> [Provided text]

Audios: Audios can concentrate better on what you
are saying
if they turn their ears toward you rather than looking at you. They
might
glance at you from time to time because they have probably heard since
childhood, “Look at me when I’m talking to you!” Looking away and then
glancing
at you is often labeled as being “shifty-eyed.” This may lead to
accusations
that they are hiding something because they don’t maintain eye contact
with
you. Or we might think that they are insecure because they keep looking
away.
For Audios, neither is true. Maintaining eye contact is uncomfortable
for them
and distracting when they are trying to think or are filtering through
what you
are saying to get to the bottom line.
On the other hand, without flinching, Audios can look you in the eye and blatantly lie with a voice reverberating with sincerity. Maintaining personal control is the strongest characteristic for Audios. If they need to lie to maintain that control, they can do so without hesitation or batting an eye. This desire to be in control also makes them look less approachable than the other styles.
Visuals: Visuals need to maintain eye contact with
you unless
they are lying. Then they don’t want to look at you. Their eyes are
very
expressive and reveal much. They don’t want you to see it in their
eyes.
Another time they will look away is when you are trying to find out
what is
upsetting them. If they are disappointed because something they planned
didn’t
work out and they shift the blame to you, they might retreat with this
disappointment by giving you the silent treatment, including looking
away.

> [Information supplied]

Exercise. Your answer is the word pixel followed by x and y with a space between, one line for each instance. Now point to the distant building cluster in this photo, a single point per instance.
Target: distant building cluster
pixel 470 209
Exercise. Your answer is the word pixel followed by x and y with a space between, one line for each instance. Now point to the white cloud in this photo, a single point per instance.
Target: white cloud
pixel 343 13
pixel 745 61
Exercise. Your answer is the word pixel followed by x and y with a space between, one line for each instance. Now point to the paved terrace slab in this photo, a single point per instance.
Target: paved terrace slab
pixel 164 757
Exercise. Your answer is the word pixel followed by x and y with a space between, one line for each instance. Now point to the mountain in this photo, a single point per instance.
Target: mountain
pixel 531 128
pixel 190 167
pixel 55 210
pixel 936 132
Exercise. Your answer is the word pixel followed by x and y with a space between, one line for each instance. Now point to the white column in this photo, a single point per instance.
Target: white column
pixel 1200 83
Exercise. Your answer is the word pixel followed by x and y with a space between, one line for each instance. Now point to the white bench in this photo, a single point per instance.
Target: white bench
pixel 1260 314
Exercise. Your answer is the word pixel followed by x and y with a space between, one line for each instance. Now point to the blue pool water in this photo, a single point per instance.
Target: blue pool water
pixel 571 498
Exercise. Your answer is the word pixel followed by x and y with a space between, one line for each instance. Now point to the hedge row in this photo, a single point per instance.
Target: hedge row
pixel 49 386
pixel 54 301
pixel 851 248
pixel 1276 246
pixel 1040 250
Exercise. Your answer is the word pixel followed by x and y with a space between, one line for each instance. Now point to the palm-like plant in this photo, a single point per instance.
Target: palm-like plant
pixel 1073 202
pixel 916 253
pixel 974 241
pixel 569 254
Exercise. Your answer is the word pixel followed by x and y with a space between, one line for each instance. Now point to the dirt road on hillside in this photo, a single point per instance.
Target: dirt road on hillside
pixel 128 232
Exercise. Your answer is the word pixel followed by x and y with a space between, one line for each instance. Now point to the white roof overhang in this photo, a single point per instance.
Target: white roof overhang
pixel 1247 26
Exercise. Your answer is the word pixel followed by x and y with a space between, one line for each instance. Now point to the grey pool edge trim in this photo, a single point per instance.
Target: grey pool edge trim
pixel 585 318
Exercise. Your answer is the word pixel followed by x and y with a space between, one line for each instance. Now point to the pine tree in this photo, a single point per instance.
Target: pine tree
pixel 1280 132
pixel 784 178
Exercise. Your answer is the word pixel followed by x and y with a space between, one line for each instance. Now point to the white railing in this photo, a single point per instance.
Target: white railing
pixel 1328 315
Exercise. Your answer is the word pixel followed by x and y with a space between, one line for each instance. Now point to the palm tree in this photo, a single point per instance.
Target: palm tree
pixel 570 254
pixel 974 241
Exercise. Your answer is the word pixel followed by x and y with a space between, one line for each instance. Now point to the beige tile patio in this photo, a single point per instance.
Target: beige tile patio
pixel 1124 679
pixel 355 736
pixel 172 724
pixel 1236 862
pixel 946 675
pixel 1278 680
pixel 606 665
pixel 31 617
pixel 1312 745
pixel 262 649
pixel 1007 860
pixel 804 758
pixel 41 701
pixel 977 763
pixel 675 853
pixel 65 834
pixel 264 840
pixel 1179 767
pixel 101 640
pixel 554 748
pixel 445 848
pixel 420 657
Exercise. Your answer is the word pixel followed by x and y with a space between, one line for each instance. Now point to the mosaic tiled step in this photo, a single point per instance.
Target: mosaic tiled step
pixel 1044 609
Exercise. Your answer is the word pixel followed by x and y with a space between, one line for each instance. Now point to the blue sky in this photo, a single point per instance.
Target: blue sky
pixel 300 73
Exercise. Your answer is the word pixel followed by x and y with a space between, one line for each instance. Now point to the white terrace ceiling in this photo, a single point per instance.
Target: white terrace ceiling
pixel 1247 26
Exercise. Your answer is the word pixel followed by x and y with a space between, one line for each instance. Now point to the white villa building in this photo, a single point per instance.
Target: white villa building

> [Tasks]
(A) Duplicate the passage on eye contact from "For Audios, neither" up to and including "the other styles.".
(B) According to the passage on eye contact, what is the strongest characteristic for Audios?

> [The results]
(A)
For Audios, neither is true. Maintaining eye contact is uncomfortable
for them
and distracting when they are trying to think or are filtering through
what you
are saying to get to the bottom line.
On the other hand, without flinching, Audios can look you in the eye and blatantly lie with a voice reverberating with sincerity. Maintaining personal control is the strongest characteristic for Audios. If they need to lie to maintain that control, they can do so without hesitation or batting an eye. This desire to be in control also makes them look less approachable than the other styles.

(B) Maintaining personal control is the strongest characteristic for Audios.